# Required work:
1 > According to the Ettore Sordini biography, where and in what year was his first major exhibition held?
2 > Go on with the Ettore Sordini biography, picking up after its final line.

# Passage to read:
= Ettore Sordini =

Italian painter (1934–2012)

Ettore Sordini (Milan, Kingdom of Italy, 24 August 1934 - Fossombrone, Italian Republic, 27 October 2012) was an Italian artist, a disciple of Lucio Fontana, a friend and collaborator of Piero Manzoni and a member of the Gruppo del Cenobio.

==Biography==

===Early years===
He studied at the Brera Academy where his first experiences were abstract. His first major exhibition was at the Triennale di Milano in 1954. During the second half of the 1950s he came to know Lucio Fontana, Corrado Cagli and Giulio Turcato. During this period he developed a parasurreal style reminiscent of his contemporary Piero Manzoni.

===Manifestos===
In 1956, together with Piero Manzoni, Giuseppe Zecca and Camillo Corvi-Mora, he published a manifesto entitled Per la scoperta di una zona di immagini (Looking for a zone of images) where they declared: "the picture is our idea of freedom; in its space we set out on a journey of discovery and creation of images". Between 1956 and 1957 he was involved in the publication of further manifestos:

- L’arte non è vera creazione (Art is not true creation) (May 1957) with Manzoni, Verga, Biasi and Colucci, where they declared it was necessary to get rid of the cultural and emotional background that pollutes present-day art. This was published for the three-man exhibition of works by Sordini, Manzoni and Verga at the Galleria Pater in Milan, along with a presentation by Lucio Fontana;
- Oggi il concetto di quadro... (The concept of the picture today...) (with Manzoni and Verga);
- Per una pittura organica (Towards organic painting) (June 1957) (with Manzoni, Verga, Biasi and Colucci) in which they declare their support for the Nuclear Art movement;
- Il manifesto di Albissola Marina (with the same artists);
- Contro lo stile (Against style), which declared their rejection of Abstract Art as well as Arte Informale (signed by twenty-four international artists);
- Il manifesto d'Arte Interplanetaria (with Verga and Enrico Baj, Lucio Del Pezzo, Bruno di Bello and others);
- Il manifesto di Napoli (signed also by Edoardo Sanguineti).

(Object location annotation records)
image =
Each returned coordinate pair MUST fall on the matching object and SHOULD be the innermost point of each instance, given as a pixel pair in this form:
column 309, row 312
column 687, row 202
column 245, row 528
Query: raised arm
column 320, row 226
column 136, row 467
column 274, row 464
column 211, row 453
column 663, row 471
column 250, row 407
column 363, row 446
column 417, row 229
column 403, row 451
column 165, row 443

# Response list:
1 > At the Triennale di Milano, in 1954.

2 >
In October 1957, Sordini took part in a group exhibition called "Arte Nuclear 1957" at Galleria San Fedele, Milan, with Piero Manzoni, Angelo Verga, Enrico Baj, Yves Klein, Franco Bemporad, Asger Jorn, Arnaldo and Giò Pomodoro, Mario Rossello and Serge Vandercam.

By 1959 Sordini and Verga began to move away from Manzoni, and Sordini developed his interest in graphic expression.

===Gruppo del Cenobio===
In 1962, Sordini and Verga joined Agostino Ferrari, Arturo Vermi and Ugo La Pietra, as well as the poet Alberto Lùcia to form the Gruppo del Cenobio in an attempt to combat the nihilistic and hypercritical trends in painting as well as the invasion of the American art culture with the success of Pop Art and, in the following years, produced a series of personal and group exhibitions at the Galleria il Cenobio in Milan as well as at the Saletta del Premio del Fiorino in Florence, the Galleria L’Indice in Milan and the Galleria Cavallino in Venice.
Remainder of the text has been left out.